§ **PROVIDED TEXT**:
>> START

Susan Catania ( Kmetty; born December 10, 1941) is an American former politician who served as a Republican member of the Illinois House of Representatives from 1973 to 1983. She was involved in women's rights issues, and led the unsuccessful effort to get the federal Equal Rights Amendment (ERA) ratified by the Illinois General Assembly. Catania also served as chairperson of the Illinois Commission on the Status of Women. A representative from Chicago, she was described as a liberal, feminist, and maverick member of the Republican legislative caucus.

Catania was born in Chicago, and received a bachelor's degree in chemistry from Saint Xavier University. She then worked for a chemical research firm before being elected to the House of Representatives. She represented a heavily African American and Democratic district, but a Republican could still represent the district under the state's cumulative voting system. In the House, Catania introduced gay rights bills and the Freedom of Information Act, but both efforts were unsuccessful. During her tenure, she sponsored over 50 bills that became law, including the Crime Victim Compensation Act and a bill that designated Martin Luther King Jr. Day as a state holiday, both of which were enacted in 1973.

Cumulative voting was abolished by the Cutback Amendment in 1981, and Catania lost any chance to retain her seat in the House going forward. During the 1982 elections, she ran for lieutenant governor, but lost the Republican primary, which was seen as a referendum on ratification of the ERA. Afterward, she served on committees for the Chicago 1992 World's Fair. Her political career continued in a variety of capacities, including as a fellow at the Harvard Institute of Politics in 1983, and a delegate to the 1984 Republican National Convention. She ran for Cook County Board of Commissioners in 1986, and Cook County Recorder of Deeds in 1992, but lost both elections. She later worked for the state's Department of Children and Family Services and Department of Human Services.

>> END

§ **AIM 1**:
According to the passage on Susan Catania, what degree did she earn, and from which school?
§ **AIM 2**:
Extend the passage on Susan Catania with new sentences that pick up right after its final one.
The listing after this point is separate material, unrelated to the passage on Susan Catania.

§ **INFORMATION GIVEN**:
>> START

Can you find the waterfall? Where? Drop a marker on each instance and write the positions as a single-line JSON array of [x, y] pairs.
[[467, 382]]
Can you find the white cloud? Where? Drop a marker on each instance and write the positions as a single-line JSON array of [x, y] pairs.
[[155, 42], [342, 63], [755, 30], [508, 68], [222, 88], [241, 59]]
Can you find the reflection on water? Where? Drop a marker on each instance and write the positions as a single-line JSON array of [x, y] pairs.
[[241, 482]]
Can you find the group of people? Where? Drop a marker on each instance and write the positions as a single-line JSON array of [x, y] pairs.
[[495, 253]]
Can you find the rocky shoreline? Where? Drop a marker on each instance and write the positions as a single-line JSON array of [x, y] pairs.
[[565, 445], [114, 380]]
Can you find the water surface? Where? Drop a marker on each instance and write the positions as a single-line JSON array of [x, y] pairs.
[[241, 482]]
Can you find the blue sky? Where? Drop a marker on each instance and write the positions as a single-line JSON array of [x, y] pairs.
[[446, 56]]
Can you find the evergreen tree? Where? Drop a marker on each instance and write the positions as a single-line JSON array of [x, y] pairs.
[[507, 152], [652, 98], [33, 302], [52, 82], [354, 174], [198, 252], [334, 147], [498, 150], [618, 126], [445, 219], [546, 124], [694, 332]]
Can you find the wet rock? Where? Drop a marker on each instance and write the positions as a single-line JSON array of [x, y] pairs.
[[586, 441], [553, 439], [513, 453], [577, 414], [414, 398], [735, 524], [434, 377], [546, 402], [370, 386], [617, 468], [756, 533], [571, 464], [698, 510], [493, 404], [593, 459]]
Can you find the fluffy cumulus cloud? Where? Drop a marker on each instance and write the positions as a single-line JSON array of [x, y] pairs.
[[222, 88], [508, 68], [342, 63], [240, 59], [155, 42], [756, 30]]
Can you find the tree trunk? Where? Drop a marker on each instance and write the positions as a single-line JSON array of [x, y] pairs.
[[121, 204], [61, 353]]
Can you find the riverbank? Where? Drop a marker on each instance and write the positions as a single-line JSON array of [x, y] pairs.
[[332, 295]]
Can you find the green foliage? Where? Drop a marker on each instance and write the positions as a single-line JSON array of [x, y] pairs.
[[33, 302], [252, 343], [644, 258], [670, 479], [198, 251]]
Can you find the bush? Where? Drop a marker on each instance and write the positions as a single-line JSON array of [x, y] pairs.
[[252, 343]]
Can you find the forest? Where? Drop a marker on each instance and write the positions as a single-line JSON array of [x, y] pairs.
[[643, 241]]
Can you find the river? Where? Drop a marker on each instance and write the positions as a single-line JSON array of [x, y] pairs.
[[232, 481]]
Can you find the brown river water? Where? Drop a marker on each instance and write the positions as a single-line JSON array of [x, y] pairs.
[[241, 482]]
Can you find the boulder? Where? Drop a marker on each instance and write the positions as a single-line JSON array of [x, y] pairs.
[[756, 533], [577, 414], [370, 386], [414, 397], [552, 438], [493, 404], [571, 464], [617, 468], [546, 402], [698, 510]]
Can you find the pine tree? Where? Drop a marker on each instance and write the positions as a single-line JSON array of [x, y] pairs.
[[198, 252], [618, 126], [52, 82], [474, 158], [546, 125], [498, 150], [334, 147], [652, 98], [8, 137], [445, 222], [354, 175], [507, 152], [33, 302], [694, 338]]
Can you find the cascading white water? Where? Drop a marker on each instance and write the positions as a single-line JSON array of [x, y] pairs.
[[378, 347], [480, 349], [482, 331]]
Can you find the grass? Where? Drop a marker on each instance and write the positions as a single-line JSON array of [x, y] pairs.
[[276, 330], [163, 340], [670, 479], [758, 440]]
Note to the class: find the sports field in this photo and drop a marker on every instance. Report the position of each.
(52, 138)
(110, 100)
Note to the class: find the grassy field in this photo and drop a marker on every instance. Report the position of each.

>> END

§ **FINAL ANSWER 1**:
A bachelor's degree in chemistry from Saint Xavier University.

§ **FINAL ANSWER 2**:
Early years and personal life 

Born in Chicago on December 10, 1941, Susan Kmetty grew up in the city's South Side. She attended Catholic schools, including Mother McAuley High School. She received a Bachelor of Arts degree in chemistry from Saint Xavier University, and later did one year of graduate studies in chemistry at Northwestern University.

Kmetty's education, and the fact that both of her parents worked, motivated her to work full time in an era when many men assumed women were to stay at home. She worked as an information director for a chemical research firm in Chicago. She hired a babysitter, and lived near her workplace, allowing her to nurse her baby during her break. She quit that job, and filed a sex discrimination lawsuit, after her employer hired a man with less experience but offered him twice the pay.

She was married to Anthony E. Catania for 58 years before his death in 2022. They had seven children, three of whom were born during her tenure as a state representative.

Illinois House of Representatives 
Catania became involved in politics when advocating against provisions in the state's unemployment law that she claimed discriminated against women. In 1972, she won election to the Illinois House of Representatives. She held the Republican seat in her district that was available under the state's cumulative voting system, in which each district elected three members. Her district was predominantly African American and Democratic. Catania has been described as a liberal, feminist, and maverick. She often defied her party's leadership, supporting gun control and abortion, but faced few repercussions as there is no Republican organization in the South Side of Chicago.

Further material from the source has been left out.